* **Work required**: Print, please, the line that contains "the white chimney" and each line after it to the end of the entries, unchanged and with nothing else.

* **Task data**:
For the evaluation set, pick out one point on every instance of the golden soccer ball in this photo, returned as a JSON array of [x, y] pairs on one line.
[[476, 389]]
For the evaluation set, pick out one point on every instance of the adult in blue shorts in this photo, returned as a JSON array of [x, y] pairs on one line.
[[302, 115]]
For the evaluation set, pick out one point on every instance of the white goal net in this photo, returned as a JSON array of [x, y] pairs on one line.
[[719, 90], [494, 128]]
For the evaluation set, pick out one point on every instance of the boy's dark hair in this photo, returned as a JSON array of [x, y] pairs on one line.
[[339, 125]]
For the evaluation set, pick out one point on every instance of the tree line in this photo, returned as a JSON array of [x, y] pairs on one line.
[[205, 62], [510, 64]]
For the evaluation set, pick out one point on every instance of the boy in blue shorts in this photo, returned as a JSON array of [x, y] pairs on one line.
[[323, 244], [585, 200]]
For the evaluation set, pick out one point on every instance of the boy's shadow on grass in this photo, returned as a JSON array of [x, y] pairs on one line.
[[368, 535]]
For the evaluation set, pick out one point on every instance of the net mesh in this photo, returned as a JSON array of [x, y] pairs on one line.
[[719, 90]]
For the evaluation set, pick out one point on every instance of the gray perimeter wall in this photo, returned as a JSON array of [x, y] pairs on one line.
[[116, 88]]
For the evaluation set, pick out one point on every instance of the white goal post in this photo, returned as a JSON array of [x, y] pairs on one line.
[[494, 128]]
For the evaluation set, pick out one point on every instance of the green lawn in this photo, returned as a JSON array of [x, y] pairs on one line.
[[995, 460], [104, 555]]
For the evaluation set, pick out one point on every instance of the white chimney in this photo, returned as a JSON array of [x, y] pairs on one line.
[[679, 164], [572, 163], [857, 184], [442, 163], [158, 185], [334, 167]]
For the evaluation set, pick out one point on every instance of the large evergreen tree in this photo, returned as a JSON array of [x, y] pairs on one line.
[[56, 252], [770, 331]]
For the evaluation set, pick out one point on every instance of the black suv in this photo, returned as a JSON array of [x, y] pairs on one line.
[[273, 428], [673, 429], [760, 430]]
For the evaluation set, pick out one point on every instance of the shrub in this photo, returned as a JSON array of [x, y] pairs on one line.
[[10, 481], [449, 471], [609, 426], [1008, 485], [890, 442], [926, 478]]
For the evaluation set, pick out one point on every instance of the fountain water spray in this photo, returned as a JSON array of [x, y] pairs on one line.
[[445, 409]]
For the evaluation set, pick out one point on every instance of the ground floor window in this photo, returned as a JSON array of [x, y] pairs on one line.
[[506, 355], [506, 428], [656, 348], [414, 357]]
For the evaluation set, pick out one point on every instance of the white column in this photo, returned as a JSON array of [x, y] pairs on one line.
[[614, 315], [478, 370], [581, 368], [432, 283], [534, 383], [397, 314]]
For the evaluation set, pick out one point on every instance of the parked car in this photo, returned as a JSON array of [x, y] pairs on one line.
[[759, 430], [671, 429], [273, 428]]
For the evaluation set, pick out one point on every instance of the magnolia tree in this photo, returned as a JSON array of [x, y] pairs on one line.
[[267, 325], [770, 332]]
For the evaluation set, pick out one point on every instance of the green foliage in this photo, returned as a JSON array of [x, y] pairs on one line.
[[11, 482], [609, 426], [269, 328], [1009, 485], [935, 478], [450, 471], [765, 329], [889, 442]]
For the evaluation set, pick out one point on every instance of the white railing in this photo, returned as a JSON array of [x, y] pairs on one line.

* **Result of this task**:
For the evaluation set, pick out one point on every instance of the white chimney in this photo, returned as a JSON array of [x, y] pairs on one line.
[[679, 164], [572, 163], [857, 184], [442, 163], [158, 185], [334, 167]]
For the evaluation set, pick out one point on every instance of the large evergreen tree in this photo, returned as a JSON array of [x, y] pairs on one line.
[[56, 252], [770, 331]]
For the evaluation set, pick out one point on every instance of the black suv in this photo, returned as a JSON array of [x, y] pairs on one line.
[[273, 428], [673, 429], [760, 430]]
For the evaluation set, pick out one point on every instance of the shrub in this photo, returned as a JSON array of [x, y] pairs on one line.
[[10, 481], [449, 471], [609, 426], [1008, 485], [890, 442], [926, 478]]
For the evaluation set, pick out one point on every instance of the fountain water spray in this photo, returned as a JSON array of [x, y] pairs on one line.
[[445, 409]]
For the evaluation set, pick out one point on every instance of the ground floor window in this photo, returned as a JSON array of [x, y] pairs on one line.
[[506, 355], [506, 428], [656, 348], [414, 357]]
For the evaluation set, pick out one point on every instance of the white column in this photo, returned as a JSON array of [x, y] pairs on one line.
[[614, 315], [478, 370], [581, 368], [432, 283], [534, 383], [397, 314]]
For the evaluation set, pick out one point on every instance of the parked car in this photo, returned as a JSON array of [x, y] pairs on one line.
[[759, 430], [671, 429], [273, 428]]
For the evaluation set, pick out one point on every instance of the magnolia tree in this photo, returned as a JSON array of [x, y] pairs on one line.
[[267, 325], [770, 332]]
For the evaluation set, pick out one point on every instance of the green foliage in this photo, returned as a JSON array of [x, y] pairs on one line.
[[11, 482], [609, 426], [269, 328], [1009, 485], [935, 478], [450, 471], [765, 329], [889, 442]]
For the evaluation set, pick out one point on every instance of the white railing in this photo, returned as a JSON array of [x, y] pairs on one line.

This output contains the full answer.